**Source excerpt**
Exhibit 10.9 - Tax Matters Agreement

EX-10.9 15 c09693exv10w9.htm EXHIBIT 10.9 - TAX MATTERS AGREEMENT exv10w9
 

EXHIBIT 10.9
TAX MATTERS AGREEMENT
     This Tax Matters Agreement (the “Agreement”) is made and entered into effective as of September 30, 2006 (the “Effective Date”), by and among Coleman Cable, Inc., a Delaware corporation (the “Company”), and the Stockholders listed on Schedule A (collectively, the “Stockholders”). The Company and the Stockholders are hereinafter referred to individually as a “party” and collectively as the “parties.”
     WHEREAS, certain of the Stockholders (the “Current Stockholders”) own all the issued and outstanding capital stock of the Company;
     WHEREAS, the Stockholders that are not Current Stockholders held stock of the Company for a portion of the period during which the Company was an “S corporation” within the meaning of Section 1361 of the Internal Revenue Code of 1986, as amended (the “Code”);
     WHEREAS, the Company is and has been an S corporation since January 1, 2000;
     WHEREAS, the Company contemplates making an initial public offering (the “Offering”) of 7,900,000 Shares of its common stock;
     WHEREAS, the Company intends to make a distribution to the Stockholders as provided for herein;
     WHEREAS, the Company and the Stockholders have entered into this Agreement as a condition to the foregoing distribution and the Offering;
     WHEREAS, from its inception through December 31, 1999, the Company was taxed as a “C corporation” (as defined in the Code), became an S corporation effective as of January 1, 2000 and will continue as an S corporation through the Termination Date (defined below), after which it will be taxed as a C corporation;
     WHEREAS, it is anticipated that the Company’s election to be an S corporation will terminate as provided in Section 1.4, below; and
     WHEREAS, in connection with the Offering, the Company and the Stockholders wish to provide for the treatment of certain tax matters and for indemnification as provided in this Agreement.
     NOW, THEREFORE, the parties agree as follows:
     1. Tax Returns and Reporting.
     1.1 Consistent Reporting by the Company. The Company shall not (except as required by law), without the consent of the Stockholders (which consent shall not be unreasonably withheld), with respect to any taxable year in which the Company is taxed as an S corporation, file any amended income tax return or change any election or accounting method with respect to the Company, if such filing or change would increase any federal, state, local (including but not limited to city or county) or foreign income tax liability, including, in each

 


 

case, interest and penalties, if any (collectively, a “Tax Liability”) of the Stockholders for any period.

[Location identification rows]
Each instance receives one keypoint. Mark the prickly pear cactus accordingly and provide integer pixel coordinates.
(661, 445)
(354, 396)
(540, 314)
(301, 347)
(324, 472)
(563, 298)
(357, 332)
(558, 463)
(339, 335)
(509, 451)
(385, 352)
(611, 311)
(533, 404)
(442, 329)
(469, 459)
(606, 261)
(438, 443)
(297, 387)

**Task set**
1. Render every line of the location identification rows as a JSON list of strings, one string per line, with blank lines omitted.
2. Continue the tax matters agreement from the point where it stops.

**Answers to the tasks**
1.
[
  "Each instance receives one keypoint. Mark the prickly pear cactus accordingly and provide integer pixel coordinates.",
  "(661, 445)",
  "(354, 396)",
  "(540, 314)",
  "(301, 347)",
  "(324, 472)",
  "(563, 298)",
  "(357, 332)",
  "(558, 463)",
  "(339, 335)",
  "(509, 451)",
  "(385, 352)",
  "(611, 311)",
  "(533, 404)",
  "(442, 329)",
  "(469, 459)",
  "(606, 261)",
  "(438, 443)",
  "(297, 387)"
]

2.
     1.2 Responsibility for Tax Returns. The Company shall file all tax returns required to be filed by it with respect to all periods for which returns shall become due after the closing of the Offering, including all returns for the short taxable year which concludes upon the termination of the Company’s S election.
     1.3 Responsibility for Taxes. The Stockholders shall file all required tax returns reporting their allocable share of the Company’s taxable income for all applicable years prior to the termination of the S election as provided in Section 1.4, subject only to the indemnities set forth in Section 2, below. The Stockholders shall not (except as required by law), without the consent of the Company (which consent shall not be unreasonably withheld), with respect to any taxable year prior to the termination of the S election as provided in Section 1.4, file an amended income tax return or change any election or accounting method with respect to the Company if such filing or change would increase any Tax Liability of the Company after the Termination Date or the date of the Offering.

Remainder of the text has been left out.